Pick out every line in the records below that contains the word "green", and copy each one.

------ MATERIAL FOR THE TASK ------

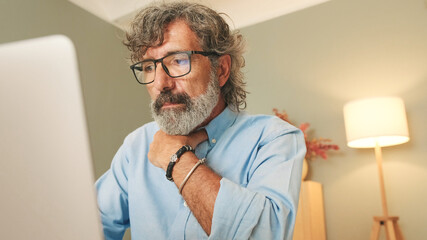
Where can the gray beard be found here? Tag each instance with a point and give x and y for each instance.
(181, 121)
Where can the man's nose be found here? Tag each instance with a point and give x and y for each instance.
(162, 81)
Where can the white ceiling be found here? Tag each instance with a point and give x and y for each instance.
(242, 12)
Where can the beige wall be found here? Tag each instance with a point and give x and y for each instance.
(313, 61)
(115, 103)
(310, 63)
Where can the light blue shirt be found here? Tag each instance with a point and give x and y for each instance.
(259, 158)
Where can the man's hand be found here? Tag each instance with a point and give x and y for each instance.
(164, 146)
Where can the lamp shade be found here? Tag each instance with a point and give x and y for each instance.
(375, 120)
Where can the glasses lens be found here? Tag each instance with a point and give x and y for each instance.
(145, 71)
(178, 64)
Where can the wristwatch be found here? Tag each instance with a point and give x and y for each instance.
(174, 158)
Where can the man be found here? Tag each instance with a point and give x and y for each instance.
(229, 175)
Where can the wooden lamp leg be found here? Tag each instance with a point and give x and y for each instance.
(392, 229)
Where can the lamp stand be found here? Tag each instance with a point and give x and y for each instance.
(393, 231)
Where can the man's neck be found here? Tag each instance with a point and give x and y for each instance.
(218, 109)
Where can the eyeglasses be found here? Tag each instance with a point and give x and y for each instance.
(176, 65)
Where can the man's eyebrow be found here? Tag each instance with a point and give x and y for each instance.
(167, 53)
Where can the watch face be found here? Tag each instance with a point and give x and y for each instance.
(174, 158)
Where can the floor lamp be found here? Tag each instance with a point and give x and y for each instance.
(376, 123)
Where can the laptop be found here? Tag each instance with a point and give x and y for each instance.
(46, 173)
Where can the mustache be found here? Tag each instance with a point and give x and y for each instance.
(169, 97)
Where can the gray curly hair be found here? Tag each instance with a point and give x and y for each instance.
(148, 28)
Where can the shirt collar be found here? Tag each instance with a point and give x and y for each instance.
(219, 125)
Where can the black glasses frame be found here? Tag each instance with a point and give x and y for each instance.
(155, 61)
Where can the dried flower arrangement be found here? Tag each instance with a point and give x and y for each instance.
(315, 147)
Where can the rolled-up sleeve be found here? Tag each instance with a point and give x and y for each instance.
(265, 207)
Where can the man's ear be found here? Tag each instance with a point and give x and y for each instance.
(224, 69)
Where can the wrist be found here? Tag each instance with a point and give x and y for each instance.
(175, 158)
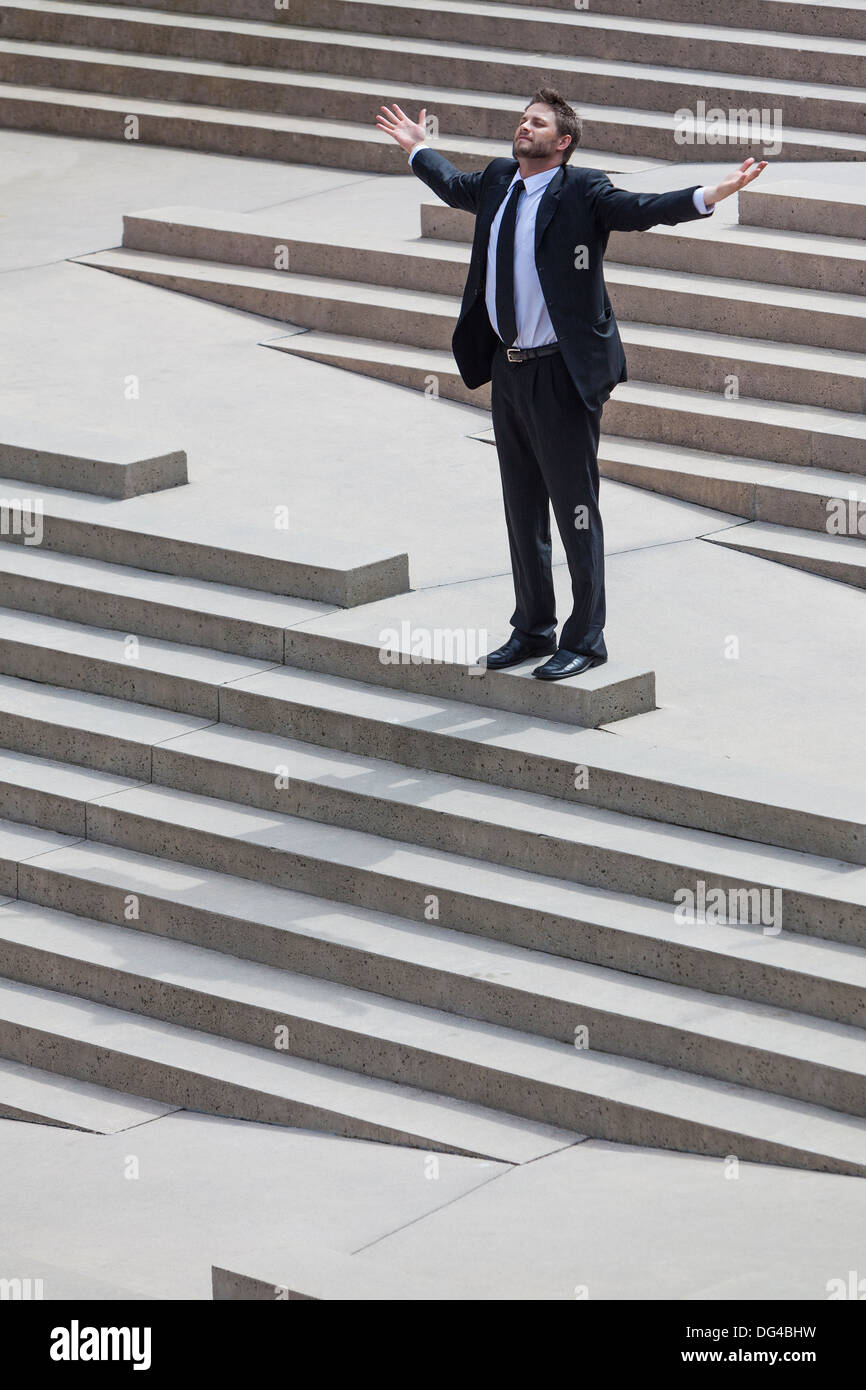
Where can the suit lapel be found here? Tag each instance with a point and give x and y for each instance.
(492, 202)
(548, 206)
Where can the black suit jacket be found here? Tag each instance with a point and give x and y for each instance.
(578, 209)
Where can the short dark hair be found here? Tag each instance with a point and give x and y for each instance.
(567, 120)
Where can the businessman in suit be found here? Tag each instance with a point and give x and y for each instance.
(537, 323)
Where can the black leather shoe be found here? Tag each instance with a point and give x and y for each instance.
(566, 663)
(517, 649)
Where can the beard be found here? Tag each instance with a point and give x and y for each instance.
(535, 149)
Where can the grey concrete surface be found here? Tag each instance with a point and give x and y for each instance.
(754, 663)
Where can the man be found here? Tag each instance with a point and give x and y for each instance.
(535, 320)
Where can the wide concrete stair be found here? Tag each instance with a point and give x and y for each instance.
(223, 77)
(259, 881)
(731, 331)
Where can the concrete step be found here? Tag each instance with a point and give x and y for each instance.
(519, 993)
(823, 123)
(708, 248)
(783, 432)
(758, 489)
(423, 962)
(585, 767)
(312, 1272)
(795, 435)
(123, 666)
(594, 35)
(342, 745)
(831, 18)
(248, 134)
(86, 460)
(41, 1097)
(68, 726)
(195, 1070)
(824, 555)
(496, 852)
(20, 843)
(673, 356)
(191, 680)
(546, 1082)
(223, 553)
(801, 206)
(424, 317)
(75, 590)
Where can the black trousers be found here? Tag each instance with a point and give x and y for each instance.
(548, 456)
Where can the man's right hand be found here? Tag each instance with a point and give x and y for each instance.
(396, 124)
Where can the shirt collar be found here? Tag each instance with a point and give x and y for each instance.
(535, 181)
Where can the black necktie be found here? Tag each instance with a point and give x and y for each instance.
(506, 316)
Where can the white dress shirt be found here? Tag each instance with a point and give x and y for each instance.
(534, 327)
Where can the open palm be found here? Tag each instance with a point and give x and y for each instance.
(401, 128)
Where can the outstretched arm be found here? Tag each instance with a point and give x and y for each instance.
(448, 182)
(622, 211)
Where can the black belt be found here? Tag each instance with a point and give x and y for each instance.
(516, 355)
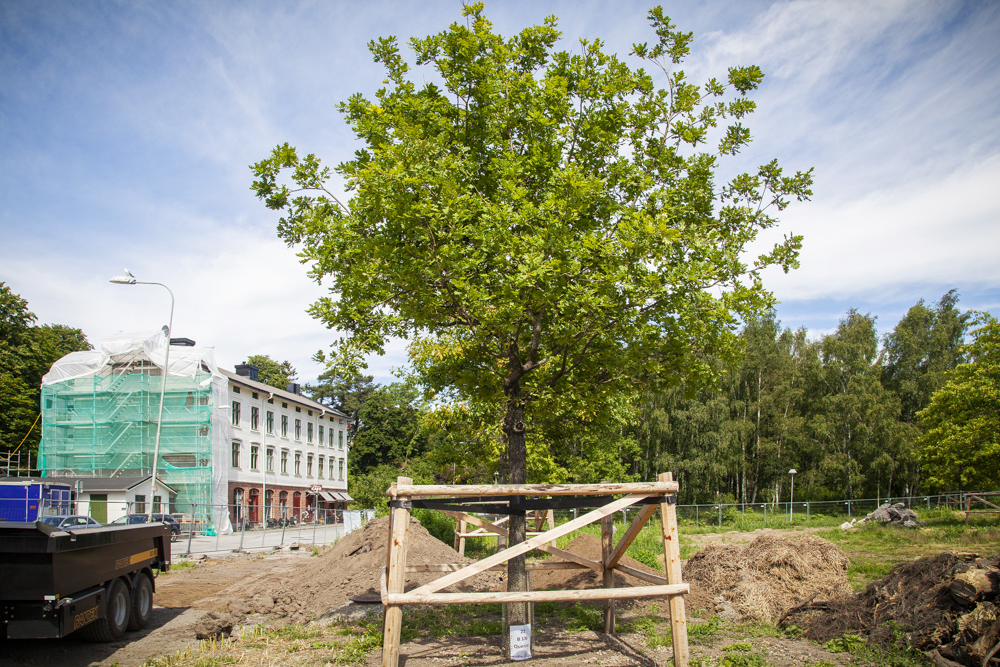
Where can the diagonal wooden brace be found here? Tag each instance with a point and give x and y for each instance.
(534, 543)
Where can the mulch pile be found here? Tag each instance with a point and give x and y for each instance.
(944, 605)
(771, 574)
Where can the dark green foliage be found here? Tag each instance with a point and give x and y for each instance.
(273, 373)
(27, 352)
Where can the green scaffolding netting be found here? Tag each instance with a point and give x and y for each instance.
(105, 426)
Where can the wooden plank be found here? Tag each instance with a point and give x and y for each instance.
(502, 532)
(455, 567)
(640, 574)
(607, 546)
(528, 545)
(986, 502)
(672, 565)
(395, 581)
(539, 596)
(630, 534)
(461, 490)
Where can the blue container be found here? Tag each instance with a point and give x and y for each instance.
(27, 500)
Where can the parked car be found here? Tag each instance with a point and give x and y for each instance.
(175, 525)
(64, 521)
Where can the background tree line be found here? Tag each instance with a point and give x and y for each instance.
(844, 409)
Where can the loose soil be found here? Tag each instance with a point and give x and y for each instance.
(770, 575)
(928, 601)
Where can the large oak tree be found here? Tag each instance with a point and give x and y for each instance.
(545, 225)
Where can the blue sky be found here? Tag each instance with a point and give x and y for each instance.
(126, 131)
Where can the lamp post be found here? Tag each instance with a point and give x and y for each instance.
(791, 497)
(129, 279)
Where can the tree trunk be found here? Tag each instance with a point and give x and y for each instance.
(517, 460)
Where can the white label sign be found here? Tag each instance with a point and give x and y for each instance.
(520, 642)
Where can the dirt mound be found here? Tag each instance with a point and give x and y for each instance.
(761, 581)
(351, 567)
(946, 604)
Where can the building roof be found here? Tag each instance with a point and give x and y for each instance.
(284, 395)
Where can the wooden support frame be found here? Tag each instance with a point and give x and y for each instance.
(670, 586)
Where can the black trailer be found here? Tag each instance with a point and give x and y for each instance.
(96, 580)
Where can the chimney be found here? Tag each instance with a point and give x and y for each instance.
(248, 371)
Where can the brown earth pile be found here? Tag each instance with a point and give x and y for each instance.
(352, 567)
(946, 605)
(761, 581)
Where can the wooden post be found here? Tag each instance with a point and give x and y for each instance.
(607, 548)
(395, 579)
(460, 538)
(672, 565)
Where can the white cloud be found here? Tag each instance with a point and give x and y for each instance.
(923, 234)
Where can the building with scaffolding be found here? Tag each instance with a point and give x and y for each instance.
(99, 420)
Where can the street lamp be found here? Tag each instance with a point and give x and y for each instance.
(791, 498)
(129, 279)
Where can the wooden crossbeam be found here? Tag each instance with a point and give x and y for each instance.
(633, 531)
(503, 532)
(463, 490)
(984, 501)
(528, 545)
(639, 574)
(414, 597)
(455, 567)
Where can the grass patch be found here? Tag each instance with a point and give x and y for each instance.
(447, 620)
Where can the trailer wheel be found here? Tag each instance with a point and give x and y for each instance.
(142, 603)
(113, 625)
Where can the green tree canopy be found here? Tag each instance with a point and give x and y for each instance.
(960, 446)
(545, 225)
(27, 352)
(921, 349)
(273, 373)
(346, 393)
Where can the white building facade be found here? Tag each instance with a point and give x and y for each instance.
(288, 454)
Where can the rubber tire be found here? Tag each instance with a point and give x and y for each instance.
(116, 621)
(142, 603)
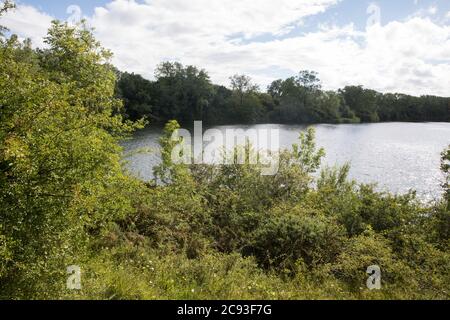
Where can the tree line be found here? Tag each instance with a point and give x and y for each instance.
(186, 93)
(204, 232)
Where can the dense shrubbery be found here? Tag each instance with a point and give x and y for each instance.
(223, 232)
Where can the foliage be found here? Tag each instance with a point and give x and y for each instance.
(197, 231)
(187, 94)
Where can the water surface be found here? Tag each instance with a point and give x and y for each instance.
(397, 156)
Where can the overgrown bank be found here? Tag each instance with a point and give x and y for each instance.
(209, 232)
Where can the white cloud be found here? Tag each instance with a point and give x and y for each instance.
(27, 22)
(411, 56)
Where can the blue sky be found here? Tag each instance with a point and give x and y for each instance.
(344, 12)
(407, 49)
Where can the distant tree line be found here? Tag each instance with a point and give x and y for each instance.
(186, 93)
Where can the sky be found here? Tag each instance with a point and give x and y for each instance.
(390, 46)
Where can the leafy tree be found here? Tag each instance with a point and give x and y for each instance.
(59, 157)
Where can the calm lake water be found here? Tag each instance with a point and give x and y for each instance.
(396, 156)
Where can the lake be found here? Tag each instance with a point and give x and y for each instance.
(396, 156)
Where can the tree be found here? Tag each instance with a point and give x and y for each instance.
(362, 101)
(137, 94)
(61, 180)
(183, 93)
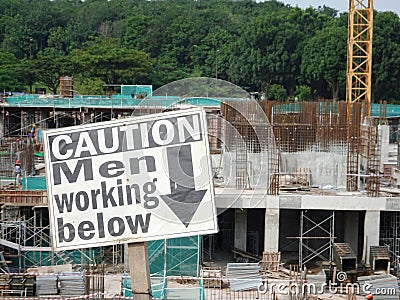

------

**WRITTEN REPLY:**
Where can the dark green foliage be found here? Tag each instance with a point and give x and y for each instance.
Where can the green scaffolding netting be found here? Tag each instance with a point and give x and y for each instance.
Where can the green tree canopy be found here? Tag each instance with a point and give x and y for each instance.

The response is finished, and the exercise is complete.